Page -
..........

Ok we have lots of start here, so let’s break down what it is that we are seeing here.
The intercept here is 23.110. I have said many times that the intercept is the average value of the outcome when all variables in the regression are equal to 0, so this is the average commute time in a place with 0 transit commuters and 0 population density. So, as often is this case, this is a nonsense number.
To get the effect of the percent commuting by transit we can deploy a derivative:
\hat{commute} = \alpha + \beta_1 Transit + \beta_@ Dens + \beta_3 Transity*Dens\\ \frac{\partial\hat{commute} }{\partial Transit} = \beta_1 + \beta_3*Dens\\
As we wanted, the effect of the percent who commute by transit changes across levels of population density. If this equation describes the effect of % transit, under what conditions is the effect \beta_1? This is only the case when population density is equal to 0. So in a county with zero people the effect of an additional transit commuter is to increase average commute times by .272. Is this an important number? No! You have to know to ignore this number.

..........

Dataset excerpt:

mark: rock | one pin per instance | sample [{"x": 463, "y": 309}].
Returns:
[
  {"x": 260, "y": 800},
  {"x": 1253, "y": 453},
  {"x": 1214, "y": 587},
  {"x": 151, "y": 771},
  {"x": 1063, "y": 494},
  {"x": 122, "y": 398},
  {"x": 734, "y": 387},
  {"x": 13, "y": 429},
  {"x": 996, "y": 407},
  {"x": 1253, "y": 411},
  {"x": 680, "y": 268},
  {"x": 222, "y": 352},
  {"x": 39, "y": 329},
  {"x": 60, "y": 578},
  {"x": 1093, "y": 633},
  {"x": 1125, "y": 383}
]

..........

Directives -
(a) For each statement, decide whether it agrees with the commute-time regression text above the records. Answer yes or no, and quote the words of that text that settle it.
(i) The intercept in the regression is 23.110.
(ii) The effect of the percent commuting by transit stays the same at every level of population density.
(iii) The effect of an additional transit commuter in a county with zero people is an important number.
(b) According to the commute-time regression text, under what condition is the effect of the percent commuting by transit equal to \beta_1?
(c) Pick up the commute-time regression text where it ends and carry it on.

Results for the exercise -
(a)
(i) Yes: "The intercept here is 23.110."
(ii) No: "the effect of the percent who commute by transit changes across levels of population density"
(iii) No: "Is this an important number? No! You have to know to ignore this number."

(b) Only when population density is equal to 0.

(c)
To determine what the effect of percent transit commute is, we have to evaluate at many values of of population density. Again, we have to be smart here. Try to think: what values does density take on?
summary(acs$population.density)
#> Min. 1st Qu. Median Mean 3rd Qu. Max.
#> 0.04 16.69 44.72 270.68 116.71 72052.96
OK! Let’s just do the math:
population.density <- seq(0,73000,1)
marginal.effect <- coef(m3)["percent.transit.commute"] + population.density*coef(m3)["percent.transit.commute:population.density"]
plot(population.density, marginal.effect, type="l", xlab="Population Density", ylab="Effect of % Transit Commute on Commute Time")
abline(h=0, lty=2)
rug(acs$population.density)

We see that this line is negative. This is saying that the effect of percent commuting by transit decreases as population density increases. In other words, when a place gets more dense having more people commute by transit moves from a net time suck on commute times to a net positive.
I have added the rug plot here to show where counties population densities actually are, and that rug plot somewhat tempers this finding. The truth is that the majority of counties have very small population densities and so this negative relationship is not true for many places.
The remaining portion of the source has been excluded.